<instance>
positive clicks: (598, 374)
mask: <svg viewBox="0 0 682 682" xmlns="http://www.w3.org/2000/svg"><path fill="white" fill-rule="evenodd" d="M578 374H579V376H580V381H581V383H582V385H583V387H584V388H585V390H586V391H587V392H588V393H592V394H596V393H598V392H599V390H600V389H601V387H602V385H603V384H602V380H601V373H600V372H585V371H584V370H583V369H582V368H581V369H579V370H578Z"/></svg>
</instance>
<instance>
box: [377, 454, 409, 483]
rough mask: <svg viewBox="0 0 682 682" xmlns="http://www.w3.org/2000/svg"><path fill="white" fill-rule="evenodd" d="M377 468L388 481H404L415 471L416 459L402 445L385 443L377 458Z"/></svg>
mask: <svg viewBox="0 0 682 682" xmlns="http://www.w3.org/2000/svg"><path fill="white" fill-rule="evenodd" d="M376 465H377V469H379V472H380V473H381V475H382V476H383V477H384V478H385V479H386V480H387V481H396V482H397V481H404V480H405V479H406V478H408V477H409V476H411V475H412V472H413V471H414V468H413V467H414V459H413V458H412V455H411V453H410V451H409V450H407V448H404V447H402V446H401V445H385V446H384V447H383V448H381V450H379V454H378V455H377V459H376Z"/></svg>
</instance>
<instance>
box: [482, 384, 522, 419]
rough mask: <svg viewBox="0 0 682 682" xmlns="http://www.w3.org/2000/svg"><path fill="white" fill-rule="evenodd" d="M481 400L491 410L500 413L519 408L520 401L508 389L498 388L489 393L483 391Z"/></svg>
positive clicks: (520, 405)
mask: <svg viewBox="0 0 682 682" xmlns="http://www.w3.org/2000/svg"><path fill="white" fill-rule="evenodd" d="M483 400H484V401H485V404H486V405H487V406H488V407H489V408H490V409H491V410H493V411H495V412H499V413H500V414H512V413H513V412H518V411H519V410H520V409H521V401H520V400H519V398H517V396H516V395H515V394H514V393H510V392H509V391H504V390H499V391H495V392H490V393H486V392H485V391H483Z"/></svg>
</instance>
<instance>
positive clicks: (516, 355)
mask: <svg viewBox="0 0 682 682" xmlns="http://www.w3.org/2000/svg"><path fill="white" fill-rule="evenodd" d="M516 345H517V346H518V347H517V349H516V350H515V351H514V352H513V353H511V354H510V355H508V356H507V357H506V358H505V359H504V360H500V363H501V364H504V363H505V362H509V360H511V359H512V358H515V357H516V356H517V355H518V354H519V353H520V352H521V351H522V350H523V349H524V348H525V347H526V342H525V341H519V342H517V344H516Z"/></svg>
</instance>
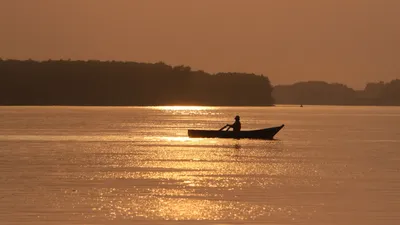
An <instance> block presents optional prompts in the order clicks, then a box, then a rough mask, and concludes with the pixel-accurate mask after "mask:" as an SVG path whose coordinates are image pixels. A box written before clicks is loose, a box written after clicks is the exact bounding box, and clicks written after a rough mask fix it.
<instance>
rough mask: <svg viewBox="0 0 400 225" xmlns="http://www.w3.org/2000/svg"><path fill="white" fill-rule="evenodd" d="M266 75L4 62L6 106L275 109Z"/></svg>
mask: <svg viewBox="0 0 400 225" xmlns="http://www.w3.org/2000/svg"><path fill="white" fill-rule="evenodd" d="M271 92H272V86H271V83H270V81H269V79H268V78H267V77H265V76H262V75H255V74H242V73H219V74H213V75H212V74H208V73H205V72H204V71H192V69H191V68H190V67H187V66H183V65H182V66H175V67H172V66H169V65H166V64H165V63H163V62H158V63H136V62H115V61H108V62H102V61H97V60H90V61H71V60H67V61H66V60H49V61H42V62H37V61H33V60H27V61H19V60H0V104H1V105H111V106H112V105H173V104H179V105H189V104H190V105H271V104H273V100H272V97H271Z"/></svg>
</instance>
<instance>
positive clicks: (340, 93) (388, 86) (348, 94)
mask: <svg viewBox="0 0 400 225" xmlns="http://www.w3.org/2000/svg"><path fill="white" fill-rule="evenodd" d="M272 95H273V97H274V98H275V100H276V102H277V103H278V104H310V105H400V80H398V79H396V80H392V81H391V82H389V83H384V82H378V83H368V84H367V85H366V86H365V89H364V90H361V91H355V90H353V89H351V88H349V87H347V86H345V85H343V84H328V83H326V82H322V81H309V82H299V83H295V84H292V85H278V86H276V87H274V91H273V93H272Z"/></svg>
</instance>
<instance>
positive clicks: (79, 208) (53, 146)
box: [0, 106, 400, 225]
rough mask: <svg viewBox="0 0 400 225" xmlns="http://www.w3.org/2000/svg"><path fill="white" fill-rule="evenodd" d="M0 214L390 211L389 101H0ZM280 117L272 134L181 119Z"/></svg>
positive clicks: (229, 121) (273, 118)
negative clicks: (213, 137) (239, 132)
mask: <svg viewBox="0 0 400 225" xmlns="http://www.w3.org/2000/svg"><path fill="white" fill-rule="evenodd" d="M0 112H1V113H0V224H311V225H314V224H315V225H316V224H339V225H342V224H366V225H369V224H374V225H375V224H376V225H381V224H389V225H391V224H393V225H395V224H396V225H397V224H399V222H400V214H399V212H400V173H399V172H400V153H399V150H400V129H399V124H400V108H399V107H339V106H305V107H303V108H300V107H294V106H278V107H247V108H246V107H200V108H199V107H0ZM236 114H240V115H241V118H242V129H244V130H246V129H260V128H265V127H270V126H278V125H281V124H285V127H284V128H283V129H282V130H281V131H280V133H278V135H277V136H276V140H273V141H265V140H244V139H242V140H224V139H190V138H188V137H187V130H188V129H193V128H195V129H219V128H220V127H222V126H224V125H225V124H226V123H231V122H233V118H234V116H235V115H236Z"/></svg>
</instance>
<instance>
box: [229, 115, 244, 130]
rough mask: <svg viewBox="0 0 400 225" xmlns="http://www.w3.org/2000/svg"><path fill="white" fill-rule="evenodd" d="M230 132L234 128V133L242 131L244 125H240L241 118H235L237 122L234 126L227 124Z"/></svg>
mask: <svg viewBox="0 0 400 225" xmlns="http://www.w3.org/2000/svg"><path fill="white" fill-rule="evenodd" d="M226 126H227V127H228V130H229V129H230V128H233V131H240V129H242V124H241V123H240V116H236V117H235V122H234V123H233V124H227V125H226Z"/></svg>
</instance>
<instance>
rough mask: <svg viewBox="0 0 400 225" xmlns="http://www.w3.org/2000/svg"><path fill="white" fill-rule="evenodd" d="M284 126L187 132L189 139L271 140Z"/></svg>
mask: <svg viewBox="0 0 400 225" xmlns="http://www.w3.org/2000/svg"><path fill="white" fill-rule="evenodd" d="M284 126H285V125H284V124H282V125H281V126H279V127H271V128H266V129H261V130H249V131H239V132H235V131H218V130H188V135H189V137H192V138H235V139H240V138H250V139H269V140H271V139H273V138H274V136H275V134H277V133H278V132H279V131H280V130H281V129H282V128H283V127H284Z"/></svg>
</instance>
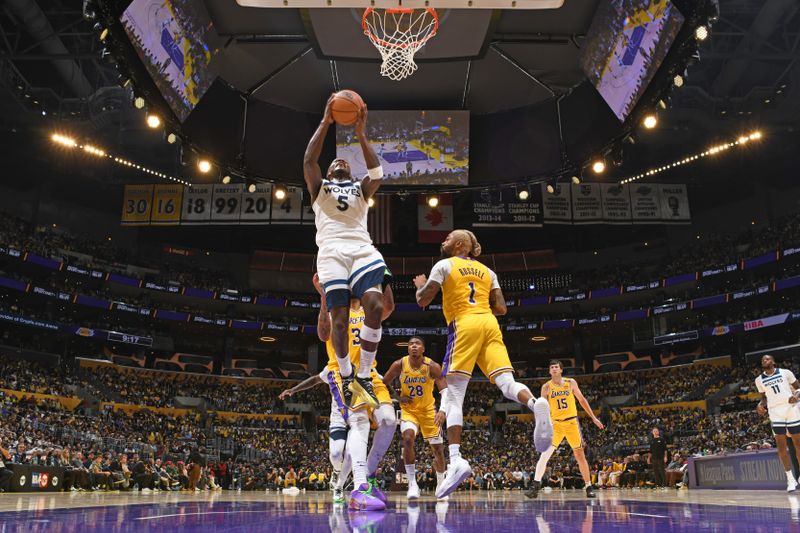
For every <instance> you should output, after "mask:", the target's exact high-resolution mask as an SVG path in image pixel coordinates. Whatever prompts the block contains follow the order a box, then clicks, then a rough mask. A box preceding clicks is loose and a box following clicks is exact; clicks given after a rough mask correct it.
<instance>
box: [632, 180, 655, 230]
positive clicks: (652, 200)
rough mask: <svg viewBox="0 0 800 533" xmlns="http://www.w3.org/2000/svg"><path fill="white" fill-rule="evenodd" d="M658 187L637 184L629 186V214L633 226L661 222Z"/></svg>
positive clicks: (645, 183) (650, 185)
mask: <svg viewBox="0 0 800 533" xmlns="http://www.w3.org/2000/svg"><path fill="white" fill-rule="evenodd" d="M659 188H660V185H658V184H655V183H639V184H634V185H631V187H630V195H631V214H632V215H633V223H634V224H657V223H659V222H661V218H662V217H661V197H660V195H659V194H658V190H659Z"/></svg>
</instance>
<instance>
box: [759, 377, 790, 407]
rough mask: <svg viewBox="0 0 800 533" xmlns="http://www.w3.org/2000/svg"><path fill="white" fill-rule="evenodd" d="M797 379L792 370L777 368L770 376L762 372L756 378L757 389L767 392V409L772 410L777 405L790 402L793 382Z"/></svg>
mask: <svg viewBox="0 0 800 533" xmlns="http://www.w3.org/2000/svg"><path fill="white" fill-rule="evenodd" d="M795 381H796V378H795V377H794V374H793V373H792V371H791V370H787V369H785V368H776V369H775V372H773V373H772V375H770V376H768V375H767V374H765V373H763V372H762V373H761V375H760V376H758V377H757V378H756V389H757V390H758V392H761V393H763V394H766V396H767V409H769V410H770V411H771V410H772V409H773V408H775V407H780V406H783V405H788V404H789V398H791V397H792V386H791V385H792V384H793V383H794V382H795Z"/></svg>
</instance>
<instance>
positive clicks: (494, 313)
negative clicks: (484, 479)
mask: <svg viewBox="0 0 800 533" xmlns="http://www.w3.org/2000/svg"><path fill="white" fill-rule="evenodd" d="M480 254H481V245H480V244H479V243H478V240H477V239H476V238H475V235H474V234H473V233H472V232H471V231H467V230H463V229H462V230H455V231H453V232H451V233H450V234H449V235H448V236H447V239H445V241H444V242H443V243H442V256H443V257H445V258H446V259H442V260H441V261H439V262H438V263H436V264H435V265H434V267H433V270H431V276H430V279H428V278H426V277H425V275H424V274H423V275H420V276H417V277H416V278H414V285H415V286H416V287H417V304H419V306H420V307H427V306H428V305H429V304H430V303H431V302H432V301H433V298H434V297H435V296H436V294H437V293H438V292H439V290H440V289H441V291H442V311H443V312H444V317H445V320H446V321H447V329H448V338H447V353H446V355H445V360H444V365H443V374H444V375H445V377H446V379H447V398H446V405H445V407H446V412H447V441H448V444H449V446H448V447H449V449H450V466H448V468H447V476H446V478H445V480H444V482H443V483H442V484H441V485H440V486H439V487H438V489H437V491H436V497H437V498H441V497H444V496H447V495H448V494H450V493H451V492H453V491H454V490H456V488H458V485H459V484H460V483H461V482H462V481H463V480H465V479H466V478H467V477H469V475H470V473H471V472H472V469H471V468H470V466H469V463H468V462H467V461H466V460H465V459H464V458H463V457H461V452H460V448H461V427H462V426H463V423H464V422H463V411H462V406H463V403H464V396H465V394H466V392H467V384H468V383H469V380H470V377H471V376H472V370H473V369H474V368H475V365H476V364H477V365H478V367H479V368H480V369H481V371H482V372H483V373H484V374H485V375H486V376H487V377H488V378H489V381H491V382H492V383H494V384H495V385H497V387H498V388H499V389H500V390H501V391H502V393H503V396H505V397H506V398H508V399H509V400H512V401H515V402H518V403H521V404H522V405H527V406H528V408H529V409H530V410H531V411H533V412H534V415H535V416H536V419H537V430H539V431H541V429H543V428H549V427H550V426H549V411H548V410H547V409H546V401H544V400H541V399H540V402H539V408H536V409H535V407H536V402H535V400H534V398H533V394H531V391H530V389H528V387H526V386H525V385H523V384H521V383H517V382H516V381H515V380H514V374H513V372H514V368H513V367H512V366H511V360H510V359H509V357H508V351H507V350H506V346H505V344H504V343H503V334H502V333H501V332H500V325H499V324H498V322H497V318H495V315H504V314H506V302H505V298H503V291H502V290H501V289H500V284H499V282H498V281H497V276H496V275H495V273H494V272H492V271H491V270H490V269H489V268H488V267H487V266H485V265H484V264H482V263H480V262H478V261H476V260H475V258H476V257H478V256H479V255H480ZM542 407H544V408H545V409H544V410H542ZM540 417H544V418H546V419H547V420H546V421H545V420H541V418H540ZM540 421H541V425H540V424H539V422H540ZM536 434H537V432H536V431H535V432H534V440H536V441H539V440H541V439H539V438H538V437H537V436H536Z"/></svg>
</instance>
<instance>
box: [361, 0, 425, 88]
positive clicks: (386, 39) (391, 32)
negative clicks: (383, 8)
mask: <svg viewBox="0 0 800 533" xmlns="http://www.w3.org/2000/svg"><path fill="white" fill-rule="evenodd" d="M361 27H362V28H363V29H364V34H365V35H366V36H367V37H368V38H369V40H370V42H372V44H373V45H375V48H377V49H378V52H380V54H381V59H382V60H383V62H382V63H381V75H382V76H386V77H387V78H389V79H390V80H394V81H400V80H402V79H404V78H406V77H408V76H410V75H411V74H413V73H414V71H415V70H417V64H416V63H415V62H414V54H416V53H417V51H418V50H419V49H420V48H422V47H423V46H425V43H426V42H428V39H430V38H431V37H433V36H434V35H436V32H437V30H438V29H439V15H437V14H436V10H435V9H433V8H432V7H429V8H425V9H417V10H414V9H409V8H387V9H381V8H372V7H368V8H367V9H366V10H364V16H363V17H361Z"/></svg>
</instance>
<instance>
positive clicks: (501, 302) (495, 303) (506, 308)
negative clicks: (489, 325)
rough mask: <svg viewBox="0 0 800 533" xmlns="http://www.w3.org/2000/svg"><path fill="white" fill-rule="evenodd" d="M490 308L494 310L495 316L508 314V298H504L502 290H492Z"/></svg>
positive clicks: (492, 309)
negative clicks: (506, 313) (507, 303)
mask: <svg viewBox="0 0 800 533" xmlns="http://www.w3.org/2000/svg"><path fill="white" fill-rule="evenodd" d="M489 307H491V308H492V313H494V314H495V316H502V315H505V314H506V313H507V312H508V307H506V298H505V296H503V291H502V289H492V291H491V292H490V293H489Z"/></svg>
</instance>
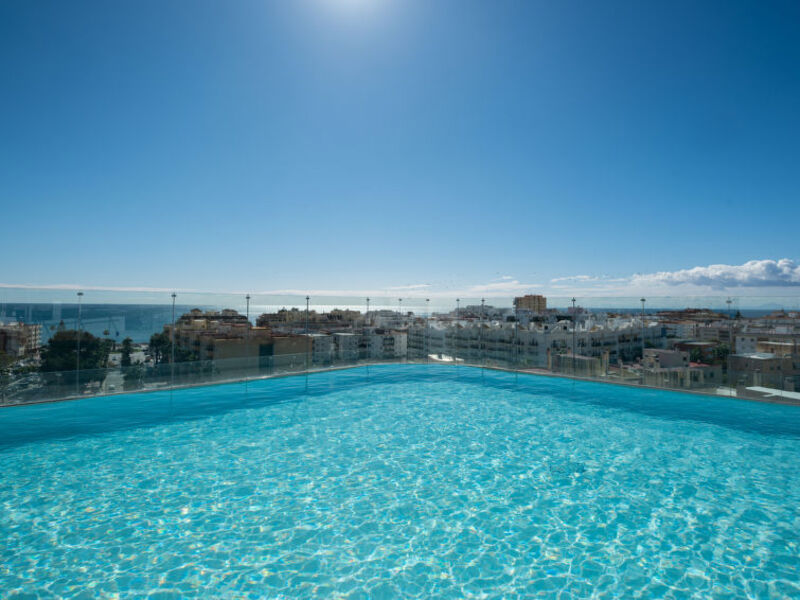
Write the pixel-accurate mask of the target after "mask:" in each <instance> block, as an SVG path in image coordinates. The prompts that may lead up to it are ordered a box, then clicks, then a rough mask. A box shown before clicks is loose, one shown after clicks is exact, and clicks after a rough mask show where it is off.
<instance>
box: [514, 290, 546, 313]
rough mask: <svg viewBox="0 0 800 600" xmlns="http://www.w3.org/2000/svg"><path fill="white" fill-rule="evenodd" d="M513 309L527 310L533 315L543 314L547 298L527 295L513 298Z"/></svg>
mask: <svg viewBox="0 0 800 600" xmlns="http://www.w3.org/2000/svg"><path fill="white" fill-rule="evenodd" d="M514 308H516V309H518V310H520V309H521V310H529V311H531V312H534V313H543V312H545V311H546V310H547V298H545V297H544V296H539V295H533V294H528V295H525V296H518V297H516V298H514Z"/></svg>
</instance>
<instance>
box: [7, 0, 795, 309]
mask: <svg viewBox="0 0 800 600" xmlns="http://www.w3.org/2000/svg"><path fill="white" fill-rule="evenodd" d="M798 64H800V4H798V3H796V2H765V3H754V2H746V3H745V2H741V3H739V2H705V3H701V2H662V3H656V2H634V1H631V2H602V3H601V2H548V3H545V2H511V1H507V2H488V1H482V2H472V1H464V0H459V1H446V0H442V1H437V2H428V1H403V2H400V1H399V0H298V1H297V2H277V1H276V2H255V1H253V2H238V3H222V2H204V1H192V2H189V1H181V2H163V1H159V2H155V1H153V2H151V1H144V2H129V3H118V2H117V3H108V2H105V3H100V2H98V3H89V2H69V3H67V2H36V1H35V2H24V1H17V0H10V1H6V2H3V3H2V4H0V77H2V81H3V92H2V93H1V94H0V219H2V222H3V227H2V232H3V243H2V244H3V250H4V252H3V254H4V260H3V262H2V268H1V269H0V283H3V284H32V285H44V284H69V285H72V284H74V285H81V286H108V287H119V286H126V287H154V288H165V289H167V288H179V289H198V290H209V291H226V290H253V291H274V290H297V291H303V290H309V291H314V290H327V291H341V292H353V293H361V292H364V291H370V290H386V289H394V288H396V289H406V290H411V291H414V290H416V291H419V292H420V293H423V294H425V293H433V292H434V291H435V292H437V293H464V292H465V291H474V292H475V293H478V294H480V293H493V292H497V293H503V294H506V293H509V292H518V291H532V292H535V291H545V292H548V293H556V292H564V293H573V291H574V290H576V289H577V290H581V291H583V290H596V291H597V292H598V293H623V292H624V293H638V292H639V291H640V290H652V289H656V288H657V289H662V288H663V289H664V290H667V291H670V292H671V293H674V292H675V291H676V290H677V291H680V290H686V291H698V290H711V291H719V292H720V293H723V292H729V291H730V290H733V291H742V292H744V293H747V292H748V291H749V290H757V293H782V294H794V293H795V292H796V291H797V289H798V288H797V287H796V286H798V285H800V250H798V249H799V248H800V244H798V231H799V230H800V227H799V226H798V224H800V199H799V198H798V191H799V190H800V169H799V168H798V165H800V69H798ZM781 259H788V262H787V261H784V262H780V263H779V262H778V261H780V260H781ZM753 260H758V261H766V262H759V263H749V266H748V261H753ZM719 264H724V265H730V267H728V270H727V271H726V270H725V269H724V268H713V267H712V268H710V269H709V265H719ZM754 265H755V266H754ZM695 267H699V268H700V269H701V271H687V269H692V268H695ZM731 269H732V270H731ZM720 272H722V273H723V275H719V273H720ZM692 273H694V274H692ZM637 274H638V275H637ZM405 286H410V287H405ZM422 286H426V287H422Z"/></svg>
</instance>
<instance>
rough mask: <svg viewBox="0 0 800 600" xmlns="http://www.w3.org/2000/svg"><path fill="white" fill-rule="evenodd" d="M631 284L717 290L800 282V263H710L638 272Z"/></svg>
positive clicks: (790, 261) (758, 261)
mask: <svg viewBox="0 0 800 600" xmlns="http://www.w3.org/2000/svg"><path fill="white" fill-rule="evenodd" d="M631 284H632V285H635V286H636V285H659V284H665V285H668V286H679V285H694V286H707V287H710V288H712V289H715V290H723V289H726V288H737V287H787V286H800V265H799V264H797V263H795V261H793V260H791V259H788V258H782V259H780V260H770V259H766V260H750V261H747V262H746V263H744V264H742V265H708V266H707V267H694V268H691V269H681V270H678V271H660V272H658V273H651V274H644V275H643V274H637V275H634V276H633V277H632V278H631Z"/></svg>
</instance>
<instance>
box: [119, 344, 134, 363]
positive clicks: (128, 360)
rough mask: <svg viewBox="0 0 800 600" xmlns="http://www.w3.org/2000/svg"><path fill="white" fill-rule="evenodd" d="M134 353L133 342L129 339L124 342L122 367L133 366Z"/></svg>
mask: <svg viewBox="0 0 800 600" xmlns="http://www.w3.org/2000/svg"><path fill="white" fill-rule="evenodd" d="M132 352H133V340H132V339H131V338H129V337H127V338H125V339H124V340H122V356H121V358H120V361H119V364H120V366H122V367H130V366H131V364H132V363H131V353H132Z"/></svg>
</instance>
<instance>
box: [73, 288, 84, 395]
mask: <svg viewBox="0 0 800 600" xmlns="http://www.w3.org/2000/svg"><path fill="white" fill-rule="evenodd" d="M82 298H83V292H78V336H77V337H78V340H77V348H76V352H75V371H76V373H75V391H76V392H77V393H78V394H80V391H81V384H80V381H81V299H82Z"/></svg>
○ ○ ○ ○
*About this exercise*. Identify every line of the records that contains the word "negative", and copy each of those lines. Case counts.

*Solution for this task*.
negative clicks: (213, 137) (239, 132)
negative clicks: (484, 479)
negative clicks: (383, 8)
negative clicks: (489, 325)
negative clicks: (506, 313) (507, 303)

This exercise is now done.